*Given request*
Copy each of the entries below word for word, leaving out the pictures.

*Records for this exercise*
** begin **

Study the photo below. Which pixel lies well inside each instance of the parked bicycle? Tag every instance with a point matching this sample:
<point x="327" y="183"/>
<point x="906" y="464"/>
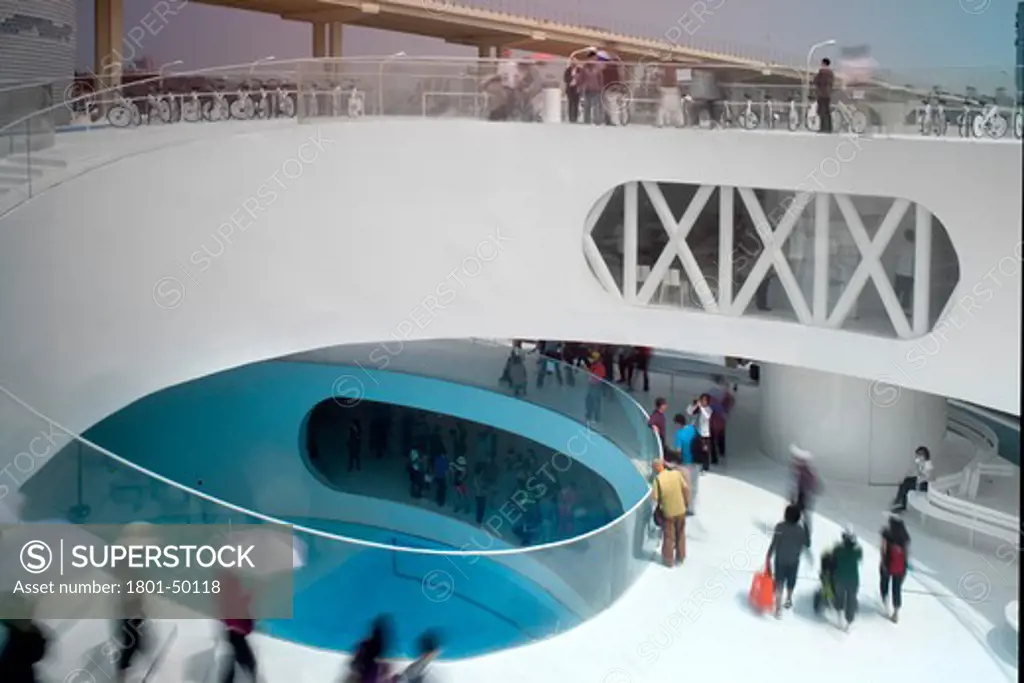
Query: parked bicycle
<point x="218" y="110"/>
<point x="243" y="107"/>
<point x="794" y="114"/>
<point x="932" y="118"/>
<point x="748" y="118"/>
<point x="125" y="113"/>
<point x="990" y="122"/>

** end **

*Exercise response*
Study the photo below. Which pixel lies well inside each instance of the parked bicycle? Tag every instance with a point matching this sample:
<point x="327" y="183"/>
<point x="906" y="464"/>
Query: parked bicycle
<point x="218" y="110"/>
<point x="243" y="107"/>
<point x="794" y="114"/>
<point x="932" y="118"/>
<point x="748" y="118"/>
<point x="125" y="113"/>
<point x="990" y="122"/>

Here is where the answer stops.